**Exercise brief:** Select and copy every line of the data that contains the string "shoe".

**Input:**
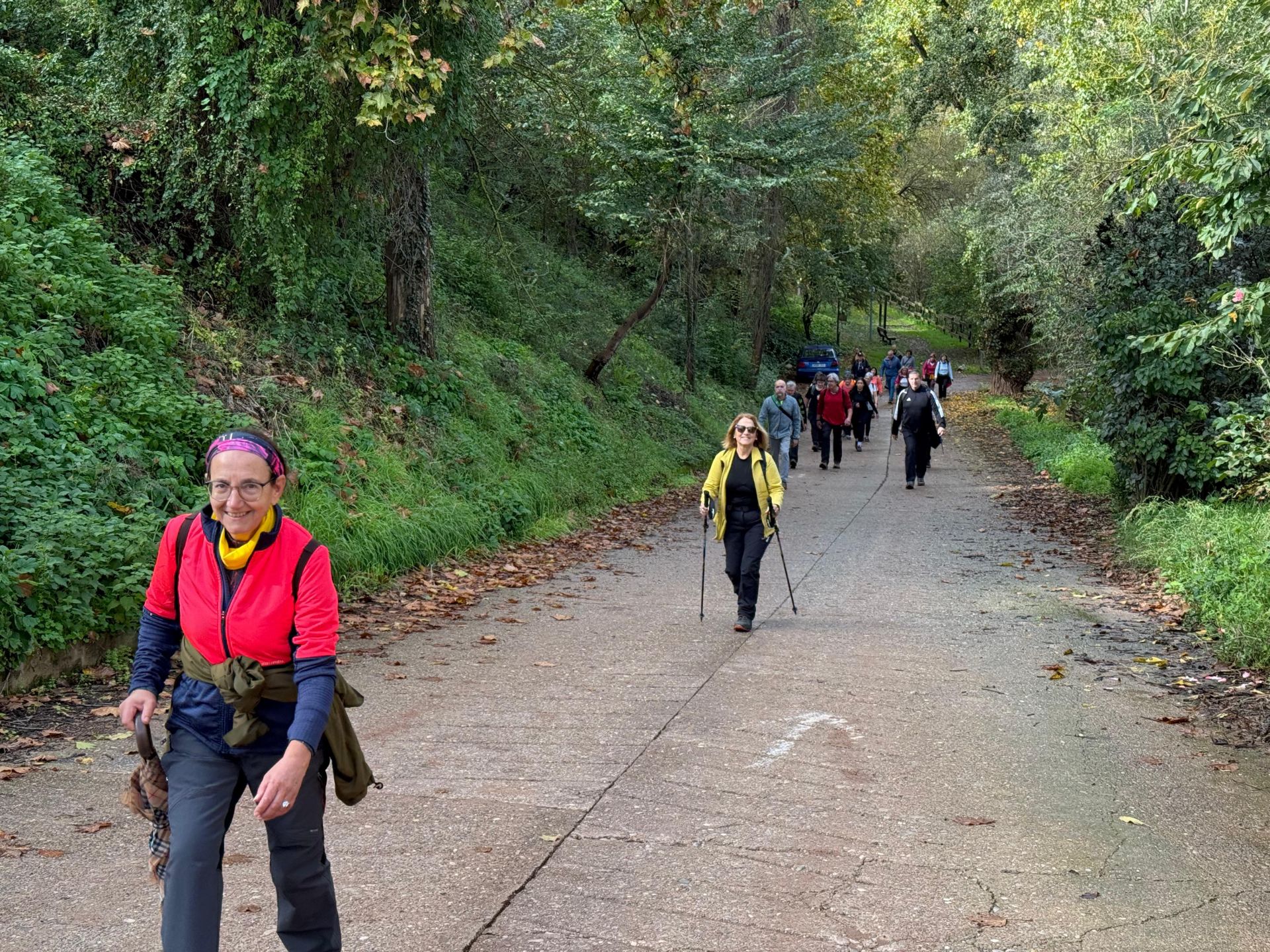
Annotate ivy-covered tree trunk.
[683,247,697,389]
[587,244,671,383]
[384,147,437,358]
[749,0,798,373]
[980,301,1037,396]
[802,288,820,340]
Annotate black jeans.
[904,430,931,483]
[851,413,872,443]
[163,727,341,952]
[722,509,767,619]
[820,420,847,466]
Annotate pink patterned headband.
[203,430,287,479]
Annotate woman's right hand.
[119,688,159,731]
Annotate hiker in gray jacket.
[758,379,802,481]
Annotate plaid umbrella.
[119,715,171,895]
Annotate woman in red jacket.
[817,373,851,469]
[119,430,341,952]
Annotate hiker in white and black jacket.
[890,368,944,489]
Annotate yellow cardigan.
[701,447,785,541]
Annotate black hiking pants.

* * *

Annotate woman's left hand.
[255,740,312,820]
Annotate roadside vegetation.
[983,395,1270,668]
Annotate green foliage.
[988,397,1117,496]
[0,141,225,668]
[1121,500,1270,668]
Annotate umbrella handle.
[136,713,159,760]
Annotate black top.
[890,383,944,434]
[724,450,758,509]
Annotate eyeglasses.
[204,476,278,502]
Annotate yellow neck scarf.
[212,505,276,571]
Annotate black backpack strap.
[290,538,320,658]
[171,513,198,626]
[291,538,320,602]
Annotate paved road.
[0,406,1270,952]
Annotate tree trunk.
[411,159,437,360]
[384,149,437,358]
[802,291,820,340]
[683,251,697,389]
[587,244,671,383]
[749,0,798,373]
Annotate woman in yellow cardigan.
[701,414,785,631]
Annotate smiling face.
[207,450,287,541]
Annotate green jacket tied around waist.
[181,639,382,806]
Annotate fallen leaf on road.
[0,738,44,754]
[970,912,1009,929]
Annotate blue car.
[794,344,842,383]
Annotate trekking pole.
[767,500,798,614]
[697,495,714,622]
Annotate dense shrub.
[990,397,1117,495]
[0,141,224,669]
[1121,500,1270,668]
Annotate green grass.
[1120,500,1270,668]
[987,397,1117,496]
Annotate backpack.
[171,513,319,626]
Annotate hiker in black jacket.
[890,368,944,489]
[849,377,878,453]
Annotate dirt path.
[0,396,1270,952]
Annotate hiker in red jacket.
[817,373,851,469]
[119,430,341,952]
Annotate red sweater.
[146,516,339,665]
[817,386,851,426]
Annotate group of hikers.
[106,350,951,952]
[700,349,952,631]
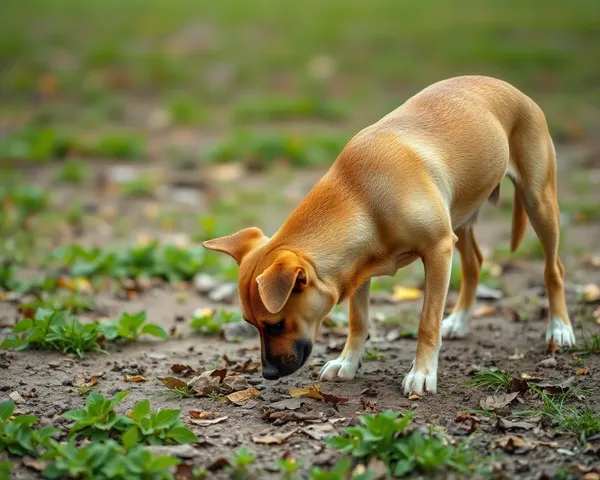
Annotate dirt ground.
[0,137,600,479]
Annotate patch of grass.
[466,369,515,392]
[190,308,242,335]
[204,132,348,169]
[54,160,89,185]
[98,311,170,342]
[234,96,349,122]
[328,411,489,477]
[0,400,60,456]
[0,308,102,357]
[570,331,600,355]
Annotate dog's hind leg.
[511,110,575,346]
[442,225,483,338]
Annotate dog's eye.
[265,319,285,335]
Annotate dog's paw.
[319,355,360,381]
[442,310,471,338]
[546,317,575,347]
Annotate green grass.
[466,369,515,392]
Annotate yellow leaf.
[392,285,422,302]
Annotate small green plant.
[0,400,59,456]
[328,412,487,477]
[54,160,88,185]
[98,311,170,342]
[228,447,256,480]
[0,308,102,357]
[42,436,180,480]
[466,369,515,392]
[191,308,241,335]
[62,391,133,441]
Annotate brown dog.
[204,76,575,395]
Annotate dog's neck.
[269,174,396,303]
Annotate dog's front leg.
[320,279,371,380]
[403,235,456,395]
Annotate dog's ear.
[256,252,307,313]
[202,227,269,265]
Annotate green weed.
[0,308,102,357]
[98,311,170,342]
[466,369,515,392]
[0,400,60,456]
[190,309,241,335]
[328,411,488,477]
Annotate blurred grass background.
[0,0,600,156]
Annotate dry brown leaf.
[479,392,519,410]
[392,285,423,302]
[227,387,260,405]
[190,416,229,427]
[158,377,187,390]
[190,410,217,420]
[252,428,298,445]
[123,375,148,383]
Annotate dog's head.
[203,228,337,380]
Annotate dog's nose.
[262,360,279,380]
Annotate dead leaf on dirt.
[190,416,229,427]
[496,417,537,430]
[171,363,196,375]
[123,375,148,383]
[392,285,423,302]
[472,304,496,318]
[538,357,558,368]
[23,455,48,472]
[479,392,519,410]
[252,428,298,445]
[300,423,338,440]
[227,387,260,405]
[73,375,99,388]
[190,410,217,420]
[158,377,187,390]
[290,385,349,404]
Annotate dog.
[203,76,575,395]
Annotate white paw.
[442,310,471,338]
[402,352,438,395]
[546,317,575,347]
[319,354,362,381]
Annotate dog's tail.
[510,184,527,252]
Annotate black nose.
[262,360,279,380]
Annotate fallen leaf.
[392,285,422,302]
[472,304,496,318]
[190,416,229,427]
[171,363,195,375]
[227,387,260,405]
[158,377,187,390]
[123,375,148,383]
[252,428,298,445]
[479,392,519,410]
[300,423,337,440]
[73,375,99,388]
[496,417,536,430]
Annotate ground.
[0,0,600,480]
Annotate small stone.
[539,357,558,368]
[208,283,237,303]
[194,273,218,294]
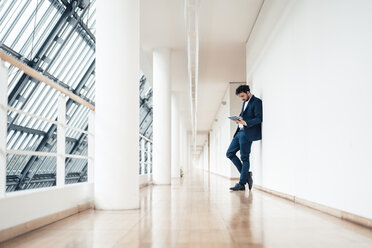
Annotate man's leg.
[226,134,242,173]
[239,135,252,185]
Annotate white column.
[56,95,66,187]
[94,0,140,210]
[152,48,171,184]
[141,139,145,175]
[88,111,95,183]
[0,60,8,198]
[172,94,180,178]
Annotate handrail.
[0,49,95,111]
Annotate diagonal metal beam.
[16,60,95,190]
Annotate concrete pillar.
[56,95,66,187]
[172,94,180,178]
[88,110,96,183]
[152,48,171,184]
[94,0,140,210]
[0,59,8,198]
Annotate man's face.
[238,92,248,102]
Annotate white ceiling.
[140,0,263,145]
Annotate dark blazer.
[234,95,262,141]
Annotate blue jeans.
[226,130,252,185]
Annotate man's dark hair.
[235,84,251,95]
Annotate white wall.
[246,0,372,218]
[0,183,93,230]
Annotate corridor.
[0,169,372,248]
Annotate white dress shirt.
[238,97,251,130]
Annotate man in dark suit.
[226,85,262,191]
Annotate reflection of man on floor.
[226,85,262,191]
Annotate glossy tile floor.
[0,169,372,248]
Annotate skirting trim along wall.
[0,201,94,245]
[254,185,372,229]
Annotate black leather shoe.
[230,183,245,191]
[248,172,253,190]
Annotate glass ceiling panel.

==

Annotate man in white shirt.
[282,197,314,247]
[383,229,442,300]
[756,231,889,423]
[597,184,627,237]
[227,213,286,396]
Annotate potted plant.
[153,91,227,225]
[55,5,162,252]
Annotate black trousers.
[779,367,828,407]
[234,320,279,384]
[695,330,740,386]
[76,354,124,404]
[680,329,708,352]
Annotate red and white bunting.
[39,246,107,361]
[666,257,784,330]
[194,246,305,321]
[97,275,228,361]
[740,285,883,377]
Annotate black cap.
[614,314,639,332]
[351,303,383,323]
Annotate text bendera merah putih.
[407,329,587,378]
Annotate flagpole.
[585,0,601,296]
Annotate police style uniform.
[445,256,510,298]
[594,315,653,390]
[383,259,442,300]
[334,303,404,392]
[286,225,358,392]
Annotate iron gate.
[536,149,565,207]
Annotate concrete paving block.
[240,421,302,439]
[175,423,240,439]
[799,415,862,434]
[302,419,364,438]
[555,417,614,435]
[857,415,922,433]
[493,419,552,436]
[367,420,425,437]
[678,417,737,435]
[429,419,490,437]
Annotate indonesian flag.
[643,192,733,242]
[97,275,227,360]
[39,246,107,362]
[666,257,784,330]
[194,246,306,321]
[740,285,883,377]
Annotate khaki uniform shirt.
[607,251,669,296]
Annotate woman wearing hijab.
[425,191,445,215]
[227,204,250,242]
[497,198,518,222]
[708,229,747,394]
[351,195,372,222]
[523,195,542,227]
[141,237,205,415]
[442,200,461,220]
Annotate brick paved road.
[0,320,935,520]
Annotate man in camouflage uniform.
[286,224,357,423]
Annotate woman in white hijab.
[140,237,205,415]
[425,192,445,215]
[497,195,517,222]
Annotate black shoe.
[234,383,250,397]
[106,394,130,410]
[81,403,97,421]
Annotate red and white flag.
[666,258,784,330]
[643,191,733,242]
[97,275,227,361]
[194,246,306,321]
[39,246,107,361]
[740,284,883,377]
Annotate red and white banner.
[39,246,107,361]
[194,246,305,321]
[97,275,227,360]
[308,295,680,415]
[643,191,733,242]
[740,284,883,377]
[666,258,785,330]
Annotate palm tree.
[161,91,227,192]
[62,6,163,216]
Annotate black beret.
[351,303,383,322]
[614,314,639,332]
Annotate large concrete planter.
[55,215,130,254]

**Solution to the problem:**
Annotate black leather shoe.
Annotate black shoe.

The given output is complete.